[Entries from a point annotation set]
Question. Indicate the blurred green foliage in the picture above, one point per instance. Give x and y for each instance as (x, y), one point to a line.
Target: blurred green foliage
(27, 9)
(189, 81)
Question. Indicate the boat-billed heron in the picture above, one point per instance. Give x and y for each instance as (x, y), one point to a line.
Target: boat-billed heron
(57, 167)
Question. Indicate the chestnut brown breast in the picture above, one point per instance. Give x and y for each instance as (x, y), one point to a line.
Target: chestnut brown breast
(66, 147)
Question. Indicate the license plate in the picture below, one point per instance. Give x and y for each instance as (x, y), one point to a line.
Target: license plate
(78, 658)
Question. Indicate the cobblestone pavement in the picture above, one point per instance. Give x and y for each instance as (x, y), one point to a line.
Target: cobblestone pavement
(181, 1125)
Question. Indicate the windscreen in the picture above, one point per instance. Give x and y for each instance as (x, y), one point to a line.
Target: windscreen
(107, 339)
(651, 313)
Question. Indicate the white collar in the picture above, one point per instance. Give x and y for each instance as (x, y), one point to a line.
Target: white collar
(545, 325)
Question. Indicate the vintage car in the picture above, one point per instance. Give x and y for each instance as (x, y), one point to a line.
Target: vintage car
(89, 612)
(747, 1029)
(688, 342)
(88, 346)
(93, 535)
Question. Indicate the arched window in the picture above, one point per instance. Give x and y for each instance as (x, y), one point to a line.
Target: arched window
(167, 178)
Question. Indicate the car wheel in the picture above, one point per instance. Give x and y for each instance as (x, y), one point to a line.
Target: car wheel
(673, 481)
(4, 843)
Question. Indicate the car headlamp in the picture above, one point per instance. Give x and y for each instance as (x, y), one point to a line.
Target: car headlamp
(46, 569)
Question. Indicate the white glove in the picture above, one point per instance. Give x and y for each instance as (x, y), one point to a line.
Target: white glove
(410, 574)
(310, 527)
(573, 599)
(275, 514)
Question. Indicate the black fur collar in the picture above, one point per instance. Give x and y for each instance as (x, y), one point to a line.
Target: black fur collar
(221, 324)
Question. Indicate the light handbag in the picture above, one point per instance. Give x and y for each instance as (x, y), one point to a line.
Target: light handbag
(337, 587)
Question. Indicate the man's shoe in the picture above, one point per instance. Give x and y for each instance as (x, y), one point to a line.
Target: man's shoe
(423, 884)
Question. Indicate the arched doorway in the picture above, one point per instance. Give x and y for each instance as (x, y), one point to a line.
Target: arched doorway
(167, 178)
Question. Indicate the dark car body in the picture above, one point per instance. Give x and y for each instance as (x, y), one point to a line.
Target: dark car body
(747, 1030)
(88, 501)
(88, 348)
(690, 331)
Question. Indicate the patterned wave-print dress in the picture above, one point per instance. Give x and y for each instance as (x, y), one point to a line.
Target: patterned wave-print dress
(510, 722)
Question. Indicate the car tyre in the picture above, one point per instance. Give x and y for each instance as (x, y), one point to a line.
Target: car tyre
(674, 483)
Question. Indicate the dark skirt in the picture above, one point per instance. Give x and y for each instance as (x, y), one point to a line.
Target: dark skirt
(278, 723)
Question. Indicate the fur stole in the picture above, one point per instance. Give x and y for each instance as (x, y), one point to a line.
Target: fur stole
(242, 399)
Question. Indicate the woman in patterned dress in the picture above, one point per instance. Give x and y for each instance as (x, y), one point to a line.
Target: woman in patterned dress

What is asked >> Format every line of the records above as a numbered list, leaving out any blank lines.

Output for this task >>
1. Question. Indicate the blurred green foliage in the picture above, one point per instance. Give x and y for each instance as (x, y), one point to a line.
2. Target: blurred green foliage
3. (27, 9)
4. (189, 81)
5. Question. Indicate the boat-billed heron in the picture above, one point per instance. Give x and y for each instance as (x, y), one point to a line.
6. Target: boat-billed heron
7. (57, 167)
8. Question. Indicate the chestnut brown breast in the picture above, one point per instance. Give x and y for each instance as (x, y), one point to a line.
9. Target: chestnut brown breast
10. (66, 147)
11. Question. Indicate the license plate in the picture below, one point per instance. Give x and y for each instance as (x, y), one point to a line.
12. Target: license plate
13. (78, 658)
14. Question. Indicate the cobblestone pavement in the picture above, one point per instance. Give x and y for each instance as (x, y), one point to a line.
15. Target: cobblestone pavement
16. (181, 1125)
17. Question. Indicate the windscreen in the picture above, one point per instance. Give x and y for each instance as (x, y), one point to a line.
18. Target: windscreen
19. (107, 339)
20. (651, 313)
21. Question. Indicate the white collar in the picture above, one point per instance. Give x and y for each instance as (x, y), one point to a line.
22. Target: white collar
23. (545, 325)
24. Question. Indicate the vintage car in the picture above, one point per instance. Give x and y for each instance as (x, y), one point to a line.
25. Target: vintage car
26. (89, 612)
27. (747, 1029)
28. (688, 342)
29. (88, 346)
30. (93, 535)
31. Question. Indicate the arched window in the picture above, one point per instance. Give x and y for each instance as (x, y), one point to a line.
32. Target: arched window
33. (167, 178)
34. Question. Indicate the car wheel in the picture above, one point per instance. Give x and y for each instance as (x, y), one point to a line.
35. Target: car wheel
36. (673, 481)
37. (4, 843)
38. Question. Indicate the car headlamp in the picture above, one point per instance. Give x and y for each instance as (x, y), one point to a line.
39. Target: car headlamp
40. (46, 569)
41. Question. Indicate the white glove in the picture above, one point per instance. Give x and y for each instance as (x, y), one point to a line.
42. Target: white glove
43. (410, 574)
44. (310, 527)
45. (573, 599)
46. (275, 514)
47. Question. Indicate the black fur collar in the picture above, one point per instance. Give x and y for each instance as (x, y), one point to a line.
48. Target: black fur collar
49. (221, 324)
50. Question. Indicate the light handbag in the picture above, one point per instance. Give x and y for each instance as (x, y), one point to a line.
51. Target: light handbag
52. (337, 587)
53. Question. Indicate the man's shoe in the picture above, one point per instance. Give x and y for each instance as (x, y), one point to a line.
54. Target: man's shoe
55. (423, 884)
56. Question. Indicate the arched doorway in the picture above, one point per instance. Give x and y for each instance as (x, y), one point to a line.
57. Target: arched doorway
58. (167, 178)
59. Question. Indicate the dark car body in the picture above, one point per instance. Give x and y for each instance as (x, y), one point to a line.
60. Target: dark car body
61. (747, 1030)
62. (88, 501)
63. (88, 348)
64. (690, 331)
65. Question. Indicate the patterned wave-print dress in the picture above, one point per instance. Give x and y for each instance as (x, y), one point to a line.
66. Target: patterned wave-print dress
67. (510, 722)
68. Question. Indicate the car tyre in the picture above, one point per instance. Give x and y for each instance as (x, y), one point to a line.
69. Target: car tyre
70. (674, 483)
71. Question. Indicate the dark skirt in the picture above, one point per instance. Give x and y for each instance as (x, y), one point to a line.
72. Target: dark skirt
73. (278, 723)
74. Question. Indicate the fur stole in the picture above, one point per instance. Give x and y for each instance as (x, y), one point to a line.
75. Target: fur stole
76. (242, 399)
77. Question. Indicate the woman in patterned dress in the picture above, one point per instance. Give x and y for each instance as (x, y), one point to a line.
78. Target: woman in patterned dress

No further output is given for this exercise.